GOAL OF THE EXERCISE - Which of the lines below contain the word "above"? Return each of them in full.

——————————

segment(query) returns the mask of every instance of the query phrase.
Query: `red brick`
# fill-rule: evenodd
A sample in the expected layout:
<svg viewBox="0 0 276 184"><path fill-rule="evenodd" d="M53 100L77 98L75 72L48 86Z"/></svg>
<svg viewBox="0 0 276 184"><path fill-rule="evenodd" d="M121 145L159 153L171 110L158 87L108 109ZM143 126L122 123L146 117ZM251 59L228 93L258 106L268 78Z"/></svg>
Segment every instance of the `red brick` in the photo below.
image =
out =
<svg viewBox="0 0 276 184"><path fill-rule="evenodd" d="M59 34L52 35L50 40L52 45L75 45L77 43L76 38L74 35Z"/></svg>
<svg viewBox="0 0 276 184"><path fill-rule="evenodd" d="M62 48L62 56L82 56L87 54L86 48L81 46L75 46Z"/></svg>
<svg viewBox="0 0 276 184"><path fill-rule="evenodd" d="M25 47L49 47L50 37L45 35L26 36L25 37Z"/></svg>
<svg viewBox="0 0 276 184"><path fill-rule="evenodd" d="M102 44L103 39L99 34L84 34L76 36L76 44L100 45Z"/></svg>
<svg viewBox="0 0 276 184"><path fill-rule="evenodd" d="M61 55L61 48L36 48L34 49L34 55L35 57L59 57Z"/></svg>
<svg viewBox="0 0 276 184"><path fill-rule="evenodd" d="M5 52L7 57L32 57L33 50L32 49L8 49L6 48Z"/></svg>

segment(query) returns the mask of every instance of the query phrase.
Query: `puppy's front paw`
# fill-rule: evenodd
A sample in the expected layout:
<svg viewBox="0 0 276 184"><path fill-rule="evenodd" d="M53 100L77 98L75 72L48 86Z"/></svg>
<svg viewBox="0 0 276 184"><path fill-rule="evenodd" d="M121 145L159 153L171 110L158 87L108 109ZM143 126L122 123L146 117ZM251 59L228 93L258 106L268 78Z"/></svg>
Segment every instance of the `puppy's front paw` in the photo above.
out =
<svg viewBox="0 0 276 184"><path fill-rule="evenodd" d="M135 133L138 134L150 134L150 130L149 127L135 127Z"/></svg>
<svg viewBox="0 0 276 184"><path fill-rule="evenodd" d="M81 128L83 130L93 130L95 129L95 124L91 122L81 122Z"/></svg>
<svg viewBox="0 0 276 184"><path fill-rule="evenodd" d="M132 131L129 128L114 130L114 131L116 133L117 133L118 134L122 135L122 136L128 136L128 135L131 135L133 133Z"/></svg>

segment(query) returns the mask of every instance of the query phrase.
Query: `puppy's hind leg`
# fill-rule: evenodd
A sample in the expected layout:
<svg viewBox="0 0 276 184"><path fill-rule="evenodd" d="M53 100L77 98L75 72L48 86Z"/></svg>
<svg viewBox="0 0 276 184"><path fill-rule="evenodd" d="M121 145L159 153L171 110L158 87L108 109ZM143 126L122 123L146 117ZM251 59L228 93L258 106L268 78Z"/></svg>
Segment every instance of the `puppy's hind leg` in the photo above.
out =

——————————

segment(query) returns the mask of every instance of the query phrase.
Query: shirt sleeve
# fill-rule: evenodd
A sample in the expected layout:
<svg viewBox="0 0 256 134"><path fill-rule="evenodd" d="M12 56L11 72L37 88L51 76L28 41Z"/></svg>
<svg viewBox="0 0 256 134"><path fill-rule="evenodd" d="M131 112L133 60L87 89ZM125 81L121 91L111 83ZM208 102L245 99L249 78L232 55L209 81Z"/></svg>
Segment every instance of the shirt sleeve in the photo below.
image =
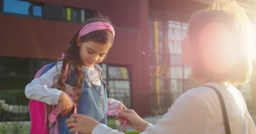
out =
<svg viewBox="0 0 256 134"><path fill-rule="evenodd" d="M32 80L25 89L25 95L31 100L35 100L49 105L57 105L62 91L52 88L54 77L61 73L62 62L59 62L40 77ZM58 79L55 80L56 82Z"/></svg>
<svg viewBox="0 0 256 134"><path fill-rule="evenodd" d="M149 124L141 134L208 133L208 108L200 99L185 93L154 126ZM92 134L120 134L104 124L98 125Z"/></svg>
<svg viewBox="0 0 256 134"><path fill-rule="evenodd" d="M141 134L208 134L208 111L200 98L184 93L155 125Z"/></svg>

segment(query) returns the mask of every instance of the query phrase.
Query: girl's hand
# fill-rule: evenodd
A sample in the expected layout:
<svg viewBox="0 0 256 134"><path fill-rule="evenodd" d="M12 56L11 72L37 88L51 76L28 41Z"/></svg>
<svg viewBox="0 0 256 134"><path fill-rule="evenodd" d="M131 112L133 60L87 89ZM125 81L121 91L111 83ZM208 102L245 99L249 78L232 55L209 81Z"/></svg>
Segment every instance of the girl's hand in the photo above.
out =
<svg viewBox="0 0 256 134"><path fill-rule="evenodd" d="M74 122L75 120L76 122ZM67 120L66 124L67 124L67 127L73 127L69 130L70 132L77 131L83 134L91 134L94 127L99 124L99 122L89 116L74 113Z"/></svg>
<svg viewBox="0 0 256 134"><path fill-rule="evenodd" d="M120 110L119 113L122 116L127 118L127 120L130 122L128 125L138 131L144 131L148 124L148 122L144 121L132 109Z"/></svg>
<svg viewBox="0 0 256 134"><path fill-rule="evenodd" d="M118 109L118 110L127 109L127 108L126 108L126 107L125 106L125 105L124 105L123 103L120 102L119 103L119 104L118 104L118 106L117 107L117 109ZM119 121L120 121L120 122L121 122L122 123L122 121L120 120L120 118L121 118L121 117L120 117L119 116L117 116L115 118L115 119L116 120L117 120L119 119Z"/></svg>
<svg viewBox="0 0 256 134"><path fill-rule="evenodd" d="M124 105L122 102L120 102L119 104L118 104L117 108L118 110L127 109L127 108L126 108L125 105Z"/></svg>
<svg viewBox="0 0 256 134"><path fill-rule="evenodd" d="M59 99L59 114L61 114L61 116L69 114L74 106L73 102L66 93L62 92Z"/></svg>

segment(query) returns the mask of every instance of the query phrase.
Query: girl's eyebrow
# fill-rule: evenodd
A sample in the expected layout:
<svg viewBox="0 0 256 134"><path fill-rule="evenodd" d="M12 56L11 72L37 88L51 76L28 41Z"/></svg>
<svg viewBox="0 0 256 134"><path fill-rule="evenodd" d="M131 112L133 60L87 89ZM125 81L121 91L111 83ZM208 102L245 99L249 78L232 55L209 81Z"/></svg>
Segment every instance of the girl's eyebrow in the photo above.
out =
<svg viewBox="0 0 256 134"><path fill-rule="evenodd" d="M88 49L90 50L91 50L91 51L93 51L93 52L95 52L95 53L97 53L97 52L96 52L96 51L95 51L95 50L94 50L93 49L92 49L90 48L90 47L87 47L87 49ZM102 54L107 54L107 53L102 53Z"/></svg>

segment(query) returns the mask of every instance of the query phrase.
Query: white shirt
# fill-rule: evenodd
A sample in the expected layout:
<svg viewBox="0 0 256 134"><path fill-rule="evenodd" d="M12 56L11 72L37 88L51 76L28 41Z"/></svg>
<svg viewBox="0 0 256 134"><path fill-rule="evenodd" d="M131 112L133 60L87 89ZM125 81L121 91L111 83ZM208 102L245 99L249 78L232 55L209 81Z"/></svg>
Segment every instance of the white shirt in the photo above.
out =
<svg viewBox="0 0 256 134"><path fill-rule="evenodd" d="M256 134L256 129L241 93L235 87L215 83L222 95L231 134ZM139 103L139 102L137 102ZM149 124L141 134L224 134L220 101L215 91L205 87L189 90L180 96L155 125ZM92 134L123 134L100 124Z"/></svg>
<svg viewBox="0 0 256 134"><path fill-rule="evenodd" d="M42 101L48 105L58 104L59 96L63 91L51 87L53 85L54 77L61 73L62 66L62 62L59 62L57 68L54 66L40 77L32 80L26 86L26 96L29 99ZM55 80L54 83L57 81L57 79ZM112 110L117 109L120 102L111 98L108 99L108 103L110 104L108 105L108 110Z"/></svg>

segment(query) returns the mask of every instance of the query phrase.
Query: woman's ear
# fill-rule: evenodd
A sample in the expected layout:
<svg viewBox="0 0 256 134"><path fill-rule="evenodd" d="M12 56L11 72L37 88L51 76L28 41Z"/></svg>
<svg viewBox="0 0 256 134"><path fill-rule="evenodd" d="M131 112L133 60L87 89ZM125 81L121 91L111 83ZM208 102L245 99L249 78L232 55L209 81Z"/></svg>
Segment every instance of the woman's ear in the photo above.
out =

——————————

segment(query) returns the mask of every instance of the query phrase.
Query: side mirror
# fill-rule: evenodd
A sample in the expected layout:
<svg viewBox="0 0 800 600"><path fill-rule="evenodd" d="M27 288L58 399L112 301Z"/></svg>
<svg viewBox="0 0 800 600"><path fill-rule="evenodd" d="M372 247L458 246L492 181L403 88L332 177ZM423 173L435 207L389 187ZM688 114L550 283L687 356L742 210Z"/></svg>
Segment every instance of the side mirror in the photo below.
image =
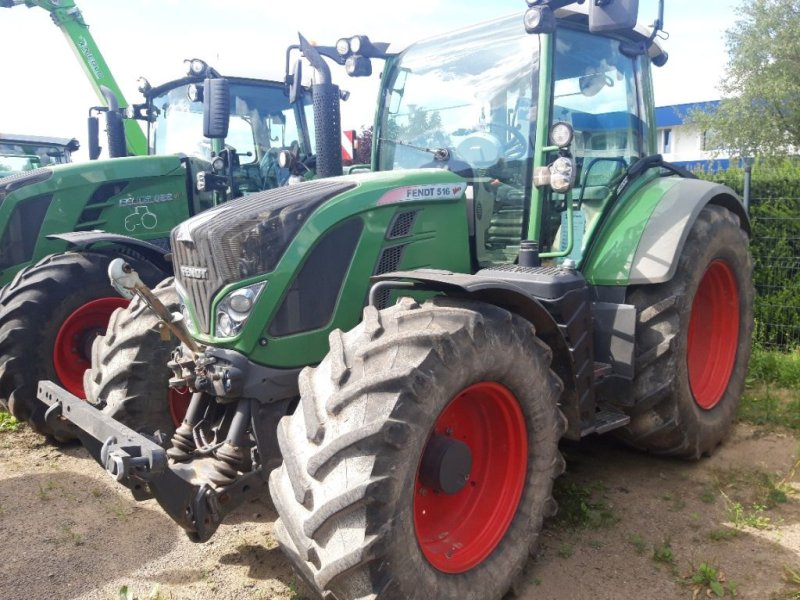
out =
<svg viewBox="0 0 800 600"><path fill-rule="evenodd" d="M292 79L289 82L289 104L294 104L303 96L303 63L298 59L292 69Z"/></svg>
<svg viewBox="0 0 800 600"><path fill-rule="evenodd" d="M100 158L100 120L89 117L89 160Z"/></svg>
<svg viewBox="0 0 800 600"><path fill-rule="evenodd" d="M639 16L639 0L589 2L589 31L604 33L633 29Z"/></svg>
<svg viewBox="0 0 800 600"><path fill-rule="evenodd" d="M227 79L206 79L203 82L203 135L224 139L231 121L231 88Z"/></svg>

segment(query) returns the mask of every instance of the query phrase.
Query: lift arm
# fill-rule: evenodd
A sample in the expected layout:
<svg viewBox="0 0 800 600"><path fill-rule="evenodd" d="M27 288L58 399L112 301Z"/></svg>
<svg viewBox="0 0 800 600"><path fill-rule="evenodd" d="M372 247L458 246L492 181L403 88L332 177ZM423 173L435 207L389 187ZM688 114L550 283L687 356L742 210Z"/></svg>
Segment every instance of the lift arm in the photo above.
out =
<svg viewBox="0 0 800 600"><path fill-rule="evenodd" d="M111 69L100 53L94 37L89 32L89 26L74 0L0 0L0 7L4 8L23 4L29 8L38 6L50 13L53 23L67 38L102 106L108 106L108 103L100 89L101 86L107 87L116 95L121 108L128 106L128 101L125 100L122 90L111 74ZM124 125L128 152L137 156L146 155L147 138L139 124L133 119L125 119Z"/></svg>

——————————

SOLUTION TO THIS EXERCISE -
Segment every instance of the `puppy's front paw` in the photo above.
Segment every instance of the `puppy's hind leg` in the photo above.
Segment every instance of the girl's hand in the photo above.
Segment every instance of the girl's eyebrow in the photo above.
Segment every instance of the white shirt in the photo above.
Segment every instance of the woman's ear in the photo above.
Segment every instance of the lift arm in the photo above.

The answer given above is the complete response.